Records supplied:
==================================================

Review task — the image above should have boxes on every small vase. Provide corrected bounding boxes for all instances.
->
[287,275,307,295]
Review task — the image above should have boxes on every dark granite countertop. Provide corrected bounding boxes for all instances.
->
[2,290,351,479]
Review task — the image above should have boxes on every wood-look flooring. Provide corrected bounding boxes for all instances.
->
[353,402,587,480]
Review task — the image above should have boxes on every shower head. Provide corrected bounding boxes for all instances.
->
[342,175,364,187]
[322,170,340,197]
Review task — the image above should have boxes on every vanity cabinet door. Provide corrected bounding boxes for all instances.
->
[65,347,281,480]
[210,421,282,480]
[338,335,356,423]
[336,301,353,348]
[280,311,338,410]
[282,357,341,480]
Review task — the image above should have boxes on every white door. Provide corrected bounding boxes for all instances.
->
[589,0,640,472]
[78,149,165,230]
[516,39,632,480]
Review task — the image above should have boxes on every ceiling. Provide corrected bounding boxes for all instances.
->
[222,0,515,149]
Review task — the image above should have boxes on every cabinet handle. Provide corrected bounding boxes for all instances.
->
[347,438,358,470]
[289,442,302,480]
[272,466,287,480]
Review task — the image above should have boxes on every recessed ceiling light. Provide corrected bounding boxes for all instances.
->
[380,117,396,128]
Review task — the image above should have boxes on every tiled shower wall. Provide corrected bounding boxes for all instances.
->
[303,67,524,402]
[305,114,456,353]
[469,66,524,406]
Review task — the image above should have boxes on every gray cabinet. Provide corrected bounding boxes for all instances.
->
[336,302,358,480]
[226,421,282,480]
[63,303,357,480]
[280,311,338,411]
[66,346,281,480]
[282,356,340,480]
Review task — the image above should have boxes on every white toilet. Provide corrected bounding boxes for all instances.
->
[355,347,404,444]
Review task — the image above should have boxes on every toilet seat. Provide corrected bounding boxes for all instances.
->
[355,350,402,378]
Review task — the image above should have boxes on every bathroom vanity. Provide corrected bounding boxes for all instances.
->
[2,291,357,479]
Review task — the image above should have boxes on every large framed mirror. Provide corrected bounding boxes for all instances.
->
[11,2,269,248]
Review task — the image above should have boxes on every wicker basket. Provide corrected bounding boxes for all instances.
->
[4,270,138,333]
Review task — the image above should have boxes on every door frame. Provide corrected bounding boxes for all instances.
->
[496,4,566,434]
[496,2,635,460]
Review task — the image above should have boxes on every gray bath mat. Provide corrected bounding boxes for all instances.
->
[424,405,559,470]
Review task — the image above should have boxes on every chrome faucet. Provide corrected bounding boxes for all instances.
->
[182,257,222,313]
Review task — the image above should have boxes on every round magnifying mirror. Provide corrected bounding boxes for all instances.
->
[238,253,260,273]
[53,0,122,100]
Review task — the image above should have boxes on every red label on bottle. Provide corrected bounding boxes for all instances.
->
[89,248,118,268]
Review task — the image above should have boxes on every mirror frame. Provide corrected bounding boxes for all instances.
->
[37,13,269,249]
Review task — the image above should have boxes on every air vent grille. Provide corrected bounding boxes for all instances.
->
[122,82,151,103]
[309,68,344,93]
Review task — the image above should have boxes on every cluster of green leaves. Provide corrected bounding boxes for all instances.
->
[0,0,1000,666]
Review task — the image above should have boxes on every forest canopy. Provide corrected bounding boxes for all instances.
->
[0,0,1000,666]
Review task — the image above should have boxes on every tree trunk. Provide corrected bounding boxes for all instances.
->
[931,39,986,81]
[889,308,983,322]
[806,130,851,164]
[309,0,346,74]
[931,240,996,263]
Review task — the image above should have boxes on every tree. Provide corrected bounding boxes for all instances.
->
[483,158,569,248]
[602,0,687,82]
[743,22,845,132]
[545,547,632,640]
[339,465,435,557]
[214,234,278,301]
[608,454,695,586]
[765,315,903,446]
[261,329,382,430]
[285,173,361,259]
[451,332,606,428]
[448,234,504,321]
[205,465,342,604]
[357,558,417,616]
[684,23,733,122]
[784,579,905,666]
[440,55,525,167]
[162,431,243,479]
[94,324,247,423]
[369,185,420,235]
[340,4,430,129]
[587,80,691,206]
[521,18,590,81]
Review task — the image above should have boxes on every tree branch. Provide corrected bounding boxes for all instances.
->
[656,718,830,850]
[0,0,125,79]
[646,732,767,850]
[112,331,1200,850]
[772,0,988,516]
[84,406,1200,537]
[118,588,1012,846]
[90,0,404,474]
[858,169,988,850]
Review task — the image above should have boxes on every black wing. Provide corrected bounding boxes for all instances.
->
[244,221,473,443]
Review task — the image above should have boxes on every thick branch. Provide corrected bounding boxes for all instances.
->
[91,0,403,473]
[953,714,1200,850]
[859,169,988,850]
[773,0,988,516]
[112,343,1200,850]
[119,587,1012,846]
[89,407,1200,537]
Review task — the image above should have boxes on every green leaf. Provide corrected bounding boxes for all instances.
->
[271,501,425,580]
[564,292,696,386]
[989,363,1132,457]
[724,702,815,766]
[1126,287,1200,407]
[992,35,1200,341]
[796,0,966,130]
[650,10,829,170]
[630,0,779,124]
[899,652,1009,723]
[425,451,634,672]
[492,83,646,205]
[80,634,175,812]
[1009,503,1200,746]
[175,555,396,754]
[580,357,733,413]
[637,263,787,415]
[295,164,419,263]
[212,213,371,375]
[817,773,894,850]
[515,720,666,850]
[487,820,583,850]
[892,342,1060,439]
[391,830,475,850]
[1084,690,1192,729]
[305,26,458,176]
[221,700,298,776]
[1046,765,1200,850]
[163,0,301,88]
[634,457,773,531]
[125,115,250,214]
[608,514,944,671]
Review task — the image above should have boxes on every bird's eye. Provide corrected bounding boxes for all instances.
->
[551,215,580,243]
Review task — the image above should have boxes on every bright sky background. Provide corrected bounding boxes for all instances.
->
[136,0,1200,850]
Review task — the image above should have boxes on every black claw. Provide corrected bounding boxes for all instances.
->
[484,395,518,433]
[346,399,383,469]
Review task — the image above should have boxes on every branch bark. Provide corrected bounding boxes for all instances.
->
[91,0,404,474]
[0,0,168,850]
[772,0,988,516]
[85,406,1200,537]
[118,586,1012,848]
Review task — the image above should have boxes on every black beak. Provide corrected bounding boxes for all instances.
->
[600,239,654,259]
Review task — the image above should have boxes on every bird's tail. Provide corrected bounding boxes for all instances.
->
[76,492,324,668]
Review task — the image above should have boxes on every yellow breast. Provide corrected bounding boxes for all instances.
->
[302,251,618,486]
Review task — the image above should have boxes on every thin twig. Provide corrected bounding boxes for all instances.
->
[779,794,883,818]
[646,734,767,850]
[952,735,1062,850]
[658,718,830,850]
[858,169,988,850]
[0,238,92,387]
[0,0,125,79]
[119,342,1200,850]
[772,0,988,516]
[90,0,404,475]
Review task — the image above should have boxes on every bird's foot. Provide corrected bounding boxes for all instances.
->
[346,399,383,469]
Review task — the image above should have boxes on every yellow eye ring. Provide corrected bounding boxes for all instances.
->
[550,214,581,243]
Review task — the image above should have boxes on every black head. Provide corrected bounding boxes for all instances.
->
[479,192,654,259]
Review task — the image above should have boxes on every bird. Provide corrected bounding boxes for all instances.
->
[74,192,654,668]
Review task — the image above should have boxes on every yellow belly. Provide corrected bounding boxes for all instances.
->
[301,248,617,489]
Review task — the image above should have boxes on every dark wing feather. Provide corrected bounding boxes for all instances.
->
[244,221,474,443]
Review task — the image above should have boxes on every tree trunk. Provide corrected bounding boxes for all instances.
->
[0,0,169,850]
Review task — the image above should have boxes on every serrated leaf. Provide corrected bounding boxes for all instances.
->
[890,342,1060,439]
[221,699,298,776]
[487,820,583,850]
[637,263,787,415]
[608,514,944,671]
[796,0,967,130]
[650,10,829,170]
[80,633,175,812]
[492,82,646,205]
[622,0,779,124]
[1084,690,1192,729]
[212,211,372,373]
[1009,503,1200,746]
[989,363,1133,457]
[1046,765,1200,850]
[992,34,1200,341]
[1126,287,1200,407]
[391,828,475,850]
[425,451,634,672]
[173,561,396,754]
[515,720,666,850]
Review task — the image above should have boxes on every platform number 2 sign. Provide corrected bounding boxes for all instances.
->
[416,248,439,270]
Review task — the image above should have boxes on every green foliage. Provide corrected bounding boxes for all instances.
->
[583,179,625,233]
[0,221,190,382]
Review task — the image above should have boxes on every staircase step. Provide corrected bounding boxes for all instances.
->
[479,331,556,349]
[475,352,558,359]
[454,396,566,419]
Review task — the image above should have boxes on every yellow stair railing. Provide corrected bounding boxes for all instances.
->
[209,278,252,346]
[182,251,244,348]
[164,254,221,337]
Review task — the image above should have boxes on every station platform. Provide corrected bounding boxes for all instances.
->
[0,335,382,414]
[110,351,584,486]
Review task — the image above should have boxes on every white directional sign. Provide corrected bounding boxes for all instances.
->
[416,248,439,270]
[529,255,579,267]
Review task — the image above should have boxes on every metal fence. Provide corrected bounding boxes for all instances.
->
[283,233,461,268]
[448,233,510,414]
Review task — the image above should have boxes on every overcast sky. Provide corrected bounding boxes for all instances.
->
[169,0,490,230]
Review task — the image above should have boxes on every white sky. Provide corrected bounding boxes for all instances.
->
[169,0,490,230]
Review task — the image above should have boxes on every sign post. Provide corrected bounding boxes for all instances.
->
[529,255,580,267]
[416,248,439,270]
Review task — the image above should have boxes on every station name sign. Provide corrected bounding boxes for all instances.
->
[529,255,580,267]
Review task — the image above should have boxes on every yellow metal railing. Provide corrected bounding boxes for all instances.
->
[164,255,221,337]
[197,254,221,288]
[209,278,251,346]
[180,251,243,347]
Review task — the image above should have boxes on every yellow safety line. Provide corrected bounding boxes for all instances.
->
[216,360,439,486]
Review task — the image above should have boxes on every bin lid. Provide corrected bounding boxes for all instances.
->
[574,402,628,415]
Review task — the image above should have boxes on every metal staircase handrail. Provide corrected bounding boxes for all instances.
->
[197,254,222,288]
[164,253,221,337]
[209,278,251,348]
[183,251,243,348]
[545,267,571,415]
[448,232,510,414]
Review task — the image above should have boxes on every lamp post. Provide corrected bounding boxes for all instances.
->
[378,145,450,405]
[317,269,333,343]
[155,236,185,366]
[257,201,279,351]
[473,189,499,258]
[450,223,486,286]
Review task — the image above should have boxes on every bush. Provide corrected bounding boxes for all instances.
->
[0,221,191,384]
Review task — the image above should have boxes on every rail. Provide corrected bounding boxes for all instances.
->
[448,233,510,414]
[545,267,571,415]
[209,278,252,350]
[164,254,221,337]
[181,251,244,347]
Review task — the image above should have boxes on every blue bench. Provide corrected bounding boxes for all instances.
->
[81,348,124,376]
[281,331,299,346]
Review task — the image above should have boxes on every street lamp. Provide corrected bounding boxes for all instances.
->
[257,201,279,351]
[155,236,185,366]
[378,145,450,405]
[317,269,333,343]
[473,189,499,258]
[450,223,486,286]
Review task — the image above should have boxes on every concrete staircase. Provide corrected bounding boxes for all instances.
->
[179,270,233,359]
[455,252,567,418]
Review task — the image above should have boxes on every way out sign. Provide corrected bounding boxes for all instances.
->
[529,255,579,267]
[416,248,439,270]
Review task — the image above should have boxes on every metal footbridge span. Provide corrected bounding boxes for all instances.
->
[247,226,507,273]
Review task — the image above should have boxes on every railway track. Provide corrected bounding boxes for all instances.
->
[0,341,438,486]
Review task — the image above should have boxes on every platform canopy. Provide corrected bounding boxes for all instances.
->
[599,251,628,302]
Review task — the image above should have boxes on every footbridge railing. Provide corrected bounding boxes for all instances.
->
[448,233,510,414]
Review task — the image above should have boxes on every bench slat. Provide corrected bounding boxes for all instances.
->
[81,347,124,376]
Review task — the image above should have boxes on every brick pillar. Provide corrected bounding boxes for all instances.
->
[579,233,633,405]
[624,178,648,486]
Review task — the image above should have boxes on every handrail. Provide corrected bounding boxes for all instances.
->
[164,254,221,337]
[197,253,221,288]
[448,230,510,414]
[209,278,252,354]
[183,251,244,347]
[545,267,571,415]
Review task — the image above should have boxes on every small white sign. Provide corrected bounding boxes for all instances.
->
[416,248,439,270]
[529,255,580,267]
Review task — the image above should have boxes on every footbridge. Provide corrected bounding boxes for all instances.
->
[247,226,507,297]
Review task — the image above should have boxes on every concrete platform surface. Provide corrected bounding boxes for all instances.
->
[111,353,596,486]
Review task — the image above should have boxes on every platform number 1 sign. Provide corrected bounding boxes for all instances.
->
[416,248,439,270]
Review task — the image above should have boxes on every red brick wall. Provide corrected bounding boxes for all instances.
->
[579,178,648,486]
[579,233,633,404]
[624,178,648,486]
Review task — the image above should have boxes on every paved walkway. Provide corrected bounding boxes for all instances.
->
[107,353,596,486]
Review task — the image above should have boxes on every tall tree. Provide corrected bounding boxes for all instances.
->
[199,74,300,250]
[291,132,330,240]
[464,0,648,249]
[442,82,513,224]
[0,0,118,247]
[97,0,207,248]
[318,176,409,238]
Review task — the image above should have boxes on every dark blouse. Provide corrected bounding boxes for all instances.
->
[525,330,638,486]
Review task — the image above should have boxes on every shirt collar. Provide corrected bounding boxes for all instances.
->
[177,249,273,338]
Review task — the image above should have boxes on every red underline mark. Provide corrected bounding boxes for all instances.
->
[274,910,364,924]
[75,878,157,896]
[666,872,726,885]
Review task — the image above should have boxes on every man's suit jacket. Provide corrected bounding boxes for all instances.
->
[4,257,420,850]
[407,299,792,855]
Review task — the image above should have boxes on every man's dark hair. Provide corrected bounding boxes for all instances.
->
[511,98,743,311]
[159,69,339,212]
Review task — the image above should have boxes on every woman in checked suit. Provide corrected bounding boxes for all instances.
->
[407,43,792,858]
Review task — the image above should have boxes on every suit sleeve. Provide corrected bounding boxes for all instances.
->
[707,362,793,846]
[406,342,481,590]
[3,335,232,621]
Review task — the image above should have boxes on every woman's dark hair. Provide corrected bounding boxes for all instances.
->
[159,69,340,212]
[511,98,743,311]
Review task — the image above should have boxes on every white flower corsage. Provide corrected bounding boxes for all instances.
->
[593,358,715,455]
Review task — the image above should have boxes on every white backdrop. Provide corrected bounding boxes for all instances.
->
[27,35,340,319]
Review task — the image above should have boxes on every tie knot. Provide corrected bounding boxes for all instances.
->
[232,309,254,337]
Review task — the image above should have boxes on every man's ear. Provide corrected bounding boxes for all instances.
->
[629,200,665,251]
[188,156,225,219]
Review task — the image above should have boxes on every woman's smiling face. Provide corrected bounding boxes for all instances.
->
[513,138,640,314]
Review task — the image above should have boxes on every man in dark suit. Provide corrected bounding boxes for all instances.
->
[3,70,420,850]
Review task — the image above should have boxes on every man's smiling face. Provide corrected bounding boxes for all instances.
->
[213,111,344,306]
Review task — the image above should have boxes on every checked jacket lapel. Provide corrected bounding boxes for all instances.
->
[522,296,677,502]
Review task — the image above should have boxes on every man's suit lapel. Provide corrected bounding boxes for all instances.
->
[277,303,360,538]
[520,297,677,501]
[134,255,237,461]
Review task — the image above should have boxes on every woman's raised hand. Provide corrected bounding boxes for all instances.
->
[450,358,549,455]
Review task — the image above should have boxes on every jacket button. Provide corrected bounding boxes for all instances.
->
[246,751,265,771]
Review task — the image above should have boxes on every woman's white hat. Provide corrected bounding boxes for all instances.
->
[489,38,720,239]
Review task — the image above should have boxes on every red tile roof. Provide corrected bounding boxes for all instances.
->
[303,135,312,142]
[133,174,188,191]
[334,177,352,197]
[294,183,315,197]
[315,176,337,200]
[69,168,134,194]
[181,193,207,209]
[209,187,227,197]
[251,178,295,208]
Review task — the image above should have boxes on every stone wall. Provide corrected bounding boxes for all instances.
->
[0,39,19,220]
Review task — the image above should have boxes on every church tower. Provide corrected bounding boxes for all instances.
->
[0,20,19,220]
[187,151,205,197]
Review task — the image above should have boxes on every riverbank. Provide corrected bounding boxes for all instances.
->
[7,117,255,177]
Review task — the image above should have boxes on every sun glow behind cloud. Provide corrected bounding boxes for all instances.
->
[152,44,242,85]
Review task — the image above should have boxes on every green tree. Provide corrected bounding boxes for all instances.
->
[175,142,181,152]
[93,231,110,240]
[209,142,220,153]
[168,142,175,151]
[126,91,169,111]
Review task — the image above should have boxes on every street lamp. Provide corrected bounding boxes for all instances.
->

==================================================

Goal: Reproduce the stretch of the material from the line containing "hat. Provide corrected bounding boxes for all instances." through the line containing "[251,178,295,208]", with "red tile roof" changed to "clay tile roof" and nothing else altered.

Output for this task:
Review task — the image above should have boxes on every woman's white hat. Provide corrected bounding boxes for all instances.
->
[489,38,720,239]
Review task — the image above should have boxes on every clay tile roof. Provide corrected bounding boxes for all instances.
->
[303,135,312,142]
[133,174,188,191]
[334,177,352,197]
[294,183,315,197]
[315,176,337,200]
[69,168,134,194]
[181,193,207,209]
[209,187,227,197]
[251,178,295,208]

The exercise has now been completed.